**EXCERPTED TEXT:**
____

These are the key concepts you need to understand to accurately answer the question.

Derivative of a function
In calculus, the derivative of a function represents how the function's value changes as its input changes. It is a fundamental concept that allows us to understand the behavior of functions.
The derivative is often denoted as \( y' \) or \( \frac{dy}{dx} \), and for any function \( y = f(x) \), it expresses the rate of change or slope at any given point \( x \).
  • For the function \( y = x^{1/x} \), our task is to find \( y' \).
  • This derivative gives us insights into whether the function is increasing or decreasing.
To decipher this, we look at the change in the function around different values of \( x \). Calculating the derivative is a key step in tackling calculus problems that involve graph analysis and understanding the nature of curves.
Implicit Differentiation
Implicit differentiation is a technique used when a function is not straightforwardly presented as \( y = f(x) \). Instead, it's buried in a more complex equation.
With implicit differentiation, we differentiate each term separately, treating \( y \) as a function of \( x \), even if it doesn’t explicitly appear that way.
  • For \( y = x^{1/x} \), we first take the natural log on both sides to rewrite it as \( \ln(y) = \frac{1}{x}\ln(x) \).
  • This helps us simplify the differentiation process.
Differentiating implicitly involves using the chain rule. For instance, differentiating \( \ln(y) \) gives \( \frac{1}{y}y' \) because we treat \( y \) as a function of \( x \). This is a powerful technique for handling complex functional forms.

____

**DATA EXTRACT:**
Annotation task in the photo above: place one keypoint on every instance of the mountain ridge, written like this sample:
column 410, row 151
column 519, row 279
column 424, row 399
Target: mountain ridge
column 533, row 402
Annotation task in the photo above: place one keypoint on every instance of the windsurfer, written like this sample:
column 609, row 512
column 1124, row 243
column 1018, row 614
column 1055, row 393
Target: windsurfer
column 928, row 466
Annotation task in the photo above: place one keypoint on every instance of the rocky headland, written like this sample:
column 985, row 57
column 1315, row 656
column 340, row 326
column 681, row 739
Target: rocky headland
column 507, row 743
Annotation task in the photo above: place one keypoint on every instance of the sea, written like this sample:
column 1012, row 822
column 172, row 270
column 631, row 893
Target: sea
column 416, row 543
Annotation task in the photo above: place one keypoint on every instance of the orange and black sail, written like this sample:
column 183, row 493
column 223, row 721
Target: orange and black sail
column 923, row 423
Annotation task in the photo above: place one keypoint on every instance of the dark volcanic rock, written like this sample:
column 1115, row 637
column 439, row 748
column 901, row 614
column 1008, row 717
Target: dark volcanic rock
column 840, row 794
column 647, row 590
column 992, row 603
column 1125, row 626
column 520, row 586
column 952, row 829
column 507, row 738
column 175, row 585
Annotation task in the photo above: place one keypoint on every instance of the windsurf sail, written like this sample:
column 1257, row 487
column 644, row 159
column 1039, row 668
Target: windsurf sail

____

**TO BE DONE:**
1 – Rewrite the entries as a Markdown table with the columns "Line" and "Text", starting at the first entry and ending at the line that contains "column 507, row 743", and leaving out any blank lines.
2 – Extend the calculus text from its last sentence onward.
The entries have no connection to the text.

**EXPECTED ANSWERS:**
1 –
| Line | Text |
|---|---|
| 1 | Annotation task in the photo above: place one keypoint on every instance of the mountain ridge, written like this sample: |
| 2 | column 410, row 151 |
| 3 | column 519, row 279 |
| 4 | column 424, row 399 |
| 5 | Target: mountain ridge |
| 6 | column 533, row 402 |
| 7 | Annotation task in the photo above: place one keypoint on every instance of the windsurfer, written like this sample: |
| 8 | column 609, row 512 |
| 9 | column 1124, row 243 |
| 10 | column 1018, row 614 |
| 11 | column 1055, row 393 |
| 12 | Target: windsurfer |
| 13 | column 928, row 466 |
| 14 | Annotation task in the photo above: place one keypoint on every instance of the rocky headland, written like this sample: |
| 15 | column 985, row 57 |
| 16 | column 1315, row 656 |
| 17 | column 340, row 326 |
| 18 | column 681, row 739 |
| 19 | Target: rocky headland |
| 20 | column 507, row 743 |

2 –
Horizontal Tangent Lines
A tangent line is horizontal when its slope, given by the derivative, is zero. For a function \( y = f(x) \), this means finding \( x \) where \( y' = 0 \).
In our problem:
  • The derivative is \( y' = x^{1/x} \cdot \frac{1 - \ln(x)}{x^2} \).
  • The numerator, \( 1 - \ln(x) \), dictates when the derivative is zero.
By setting \( 1 - \ln(x) = 0 \), we solve to find \( x = e \).
At \( x = e \), the tangent line is horizontal because the slope at this point equals zero. The corresponding \( y \) value is \( e^{1/e} \), so the point on the graph with a horizontal tangent is \( (e, e^{1/e}) \).
This knowledge helps in determining peaks or troughs in the function's graph where the rate of change comes to a pause.
Graph Analysis
Graph analysis involves understanding various aspects of a function's graph, such as slope, behavior, and critical points.\( y' \), the derivative, is crucial for this.
  • The sign of \( y' \) indicates whether the function is increasing or decreasing.
  • For \( y = x^{1/x} \), \( y' > 0 \) when \( x < e \), implying the function is increasing.
  • Conversely, \( y' < 0 \) for \( x > e \), suggesting the function is decreasing.
Through graph analysis, we can identify critical transition points. When the graph moves from increasing to decreasing, these are often points of local maxima or minima.
In our case, critical analysis of the graph of \( y = x^{1/x} \) around \( x = e \) reveals that the behavior shifts, providing vital insights into the function's structure and helping solve related calculus problems effectively.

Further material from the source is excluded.